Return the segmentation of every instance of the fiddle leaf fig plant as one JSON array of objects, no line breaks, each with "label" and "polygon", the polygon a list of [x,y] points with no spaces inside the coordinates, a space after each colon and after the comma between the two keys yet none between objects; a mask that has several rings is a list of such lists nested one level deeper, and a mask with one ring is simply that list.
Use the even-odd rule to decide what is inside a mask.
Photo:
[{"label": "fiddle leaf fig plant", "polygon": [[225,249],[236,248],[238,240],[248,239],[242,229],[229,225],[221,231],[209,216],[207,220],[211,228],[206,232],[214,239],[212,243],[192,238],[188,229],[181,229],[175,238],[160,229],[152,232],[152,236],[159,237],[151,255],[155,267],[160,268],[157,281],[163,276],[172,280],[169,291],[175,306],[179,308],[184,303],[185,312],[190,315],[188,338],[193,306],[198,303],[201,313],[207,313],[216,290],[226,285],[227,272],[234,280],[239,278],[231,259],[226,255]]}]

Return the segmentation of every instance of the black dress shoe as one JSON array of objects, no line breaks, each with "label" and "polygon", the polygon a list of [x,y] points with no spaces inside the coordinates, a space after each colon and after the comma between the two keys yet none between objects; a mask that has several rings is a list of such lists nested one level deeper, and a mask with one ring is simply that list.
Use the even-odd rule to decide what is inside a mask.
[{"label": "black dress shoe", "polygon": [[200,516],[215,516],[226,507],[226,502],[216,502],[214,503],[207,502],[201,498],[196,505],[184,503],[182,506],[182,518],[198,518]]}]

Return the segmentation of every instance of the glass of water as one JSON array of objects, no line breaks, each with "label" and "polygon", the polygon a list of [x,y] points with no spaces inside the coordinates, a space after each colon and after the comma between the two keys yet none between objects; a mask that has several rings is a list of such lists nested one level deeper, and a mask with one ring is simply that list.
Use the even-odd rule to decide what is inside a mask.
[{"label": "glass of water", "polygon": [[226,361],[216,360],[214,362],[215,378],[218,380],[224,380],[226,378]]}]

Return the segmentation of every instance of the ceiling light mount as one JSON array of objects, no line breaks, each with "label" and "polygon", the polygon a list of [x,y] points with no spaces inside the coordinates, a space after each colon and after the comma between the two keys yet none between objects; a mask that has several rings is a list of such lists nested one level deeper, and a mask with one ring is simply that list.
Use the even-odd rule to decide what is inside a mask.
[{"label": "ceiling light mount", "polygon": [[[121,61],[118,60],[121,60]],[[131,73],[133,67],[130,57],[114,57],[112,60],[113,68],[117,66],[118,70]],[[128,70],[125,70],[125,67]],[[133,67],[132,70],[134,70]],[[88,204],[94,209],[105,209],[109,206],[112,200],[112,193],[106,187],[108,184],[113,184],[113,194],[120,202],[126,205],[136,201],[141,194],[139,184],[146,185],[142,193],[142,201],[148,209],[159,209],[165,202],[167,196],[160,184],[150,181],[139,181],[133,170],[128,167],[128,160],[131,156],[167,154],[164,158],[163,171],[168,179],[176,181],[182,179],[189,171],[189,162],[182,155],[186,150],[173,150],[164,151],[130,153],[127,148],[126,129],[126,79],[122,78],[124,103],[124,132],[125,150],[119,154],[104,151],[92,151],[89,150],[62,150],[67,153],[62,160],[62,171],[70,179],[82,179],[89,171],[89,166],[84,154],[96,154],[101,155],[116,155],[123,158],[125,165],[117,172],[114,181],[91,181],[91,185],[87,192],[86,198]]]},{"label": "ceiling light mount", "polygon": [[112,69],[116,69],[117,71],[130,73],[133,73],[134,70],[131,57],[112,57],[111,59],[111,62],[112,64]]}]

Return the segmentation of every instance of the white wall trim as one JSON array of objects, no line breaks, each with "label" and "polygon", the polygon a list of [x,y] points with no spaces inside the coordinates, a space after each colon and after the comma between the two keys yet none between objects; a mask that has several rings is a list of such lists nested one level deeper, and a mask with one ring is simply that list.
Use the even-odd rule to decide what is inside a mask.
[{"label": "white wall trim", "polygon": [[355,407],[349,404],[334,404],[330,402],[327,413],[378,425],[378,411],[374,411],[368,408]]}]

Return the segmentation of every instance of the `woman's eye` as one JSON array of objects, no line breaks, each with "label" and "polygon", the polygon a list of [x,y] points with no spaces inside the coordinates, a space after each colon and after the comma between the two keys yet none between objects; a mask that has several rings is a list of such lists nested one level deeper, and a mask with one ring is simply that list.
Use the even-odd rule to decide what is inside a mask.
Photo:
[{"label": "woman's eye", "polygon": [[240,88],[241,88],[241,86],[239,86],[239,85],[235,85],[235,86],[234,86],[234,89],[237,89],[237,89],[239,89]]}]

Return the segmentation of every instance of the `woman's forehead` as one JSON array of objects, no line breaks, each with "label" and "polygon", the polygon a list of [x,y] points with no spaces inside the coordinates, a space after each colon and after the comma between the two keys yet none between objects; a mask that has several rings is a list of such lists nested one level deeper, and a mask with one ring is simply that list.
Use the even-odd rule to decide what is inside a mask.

■ ■ ■

• [Set exercise]: From the data above, extract every line in its exact form.

• [Task output]:
Return the segmentation of every instance of the fiddle leaf fig plant as one JSON array of objects, no line breaks, each with "label" and "polygon", the polygon a list of [x,y] points with no spaces inside the coordinates, a space after each colon and after the comma between the two keys yet none between objects; a mask that has several rings is a list of such lists nested one level deeper, and a mask with one ring is simply that list.
Use the even-odd rule to decide what is inside a mask.
Photo:
[{"label": "fiddle leaf fig plant", "polygon": [[225,249],[236,248],[238,240],[248,239],[242,229],[229,225],[221,231],[209,216],[207,220],[211,228],[206,232],[214,239],[212,243],[192,238],[188,229],[181,229],[175,238],[160,229],[152,232],[152,236],[159,237],[151,255],[155,267],[160,268],[157,281],[163,276],[172,280],[169,291],[175,306],[179,308],[184,303],[185,312],[190,315],[188,338],[193,306],[198,303],[201,313],[207,313],[216,290],[226,285],[227,272],[234,280],[239,278],[231,259],[226,255]]}]

Return the segmentation of every instance of the black dress shoe as one JSON array of objects, no line breaks, each with "label" and "polygon", the polygon a list of [x,y] points with no spaces inside the coordinates, a space after each colon and after the comma between the two keys yet none between objects; a mask that has several rings is a list of such lists nested one level deeper, and a mask with one ring is simply that list.
Use the even-odd rule to decide what is inside a mask.
[{"label": "black dress shoe", "polygon": [[200,516],[215,516],[226,507],[226,502],[216,502],[214,503],[207,502],[201,498],[196,505],[184,503],[182,506],[182,518],[198,518]]}]

Return the segmentation of every instance of the glass of water as one JSON array of objects, no line breaks, each with "label" and "polygon", the polygon a list of [x,y] points with no spaces inside the coordinates, a space after each colon and after the comma between the two keys yet none between objects; a mask that has several rings is a list of such lists nested one level deeper, and a mask with one ring is simply that list.
Use the even-odd rule to decide what is inside a mask.
[{"label": "glass of water", "polygon": [[226,361],[216,360],[214,362],[215,378],[218,380],[224,380],[226,378]]}]

Return the segmentation of every instance of the ceiling light mount as one JSON array of objects, no line breaks, each with "label" and "polygon", the polygon a list of [x,y] points with no spaces inside the coordinates, a space after each colon and after the comma between the two keys yet none between objects; a mask that has several rings is a list of such lists nested one level deeper, and a mask with one ring is simply that list.
Use the even-odd rule to decide what is inside a mask.
[{"label": "ceiling light mount", "polygon": [[[121,61],[118,60],[121,60]],[[131,73],[133,67],[130,57],[114,57],[112,60],[113,68],[117,66],[118,70]],[[128,70],[125,70],[125,67]],[[133,67],[132,70],[134,70]],[[88,204],[94,209],[105,209],[109,206],[112,200],[112,193],[106,187],[108,184],[113,184],[113,194],[120,202],[126,205],[136,201],[141,194],[139,184],[146,185],[142,193],[142,201],[148,209],[159,209],[165,202],[167,196],[160,184],[150,181],[139,181],[133,170],[128,167],[128,160],[131,156],[167,154],[164,158],[163,171],[168,179],[176,181],[182,179],[189,171],[189,162],[182,155],[186,150],[173,150],[164,151],[130,153],[127,148],[126,129],[126,79],[122,78],[124,103],[124,132],[125,150],[119,154],[104,151],[92,151],[89,150],[62,150],[67,153],[62,160],[62,171],[70,179],[82,179],[89,171],[89,166],[84,154],[96,154],[101,155],[116,155],[123,158],[125,165],[117,172],[114,181],[91,181],[91,185],[87,192],[86,198]]]},{"label": "ceiling light mount", "polygon": [[112,69],[116,69],[117,71],[130,73],[133,73],[134,70],[131,57],[112,57],[111,59],[111,62],[112,64]]}]

Return the segmentation of every instance of the white wall trim as one JSON array of objects, no line breaks, each with "label" and "polygon", the polygon a list of [x,y] points with no spaces inside the coordinates, a space after each colon and after the comma between the two keys yet none between objects; a mask that has several rings is a list of such lists nested one level deeper, and a mask with one ring is simply that list.
Use the even-odd rule to decide what is inside a mask.
[{"label": "white wall trim", "polygon": [[355,407],[349,404],[334,404],[330,402],[327,413],[378,425],[378,411],[374,411],[368,408]]}]

Return the segmentation of every instance of the `woman's eye` as one JSON array of objects, no line breaks, each with "label" and "polygon", the polygon a list of [x,y] points with no spaces inside the coordinates, a space after each colon and after the comma between the two keys yet none between objects; a mask that has several rings is a list of such lists nested one level deeper, and a mask with one ring is simply that list.
Use the even-odd rule to decide what is inside a mask.
Photo:
[{"label": "woman's eye", "polygon": [[240,88],[241,88],[241,86],[239,86],[239,85],[235,85],[235,86],[234,86],[234,89],[237,89],[237,89],[239,89]]}]

Return the segmentation of every instance of the `woman's forehead` as one JSON array of objects, no line breaks, each with "label" and "polygon", the polygon a list of [x,y] points with no spaces inside the coordinates, a space after each colon and after the comma between the two keys yet none between objects; a mask that has several rings is a list of such lists nested one level deeper, and a mask with one ring is simply that list.
Use the even-odd rule to decide what is inside a mask.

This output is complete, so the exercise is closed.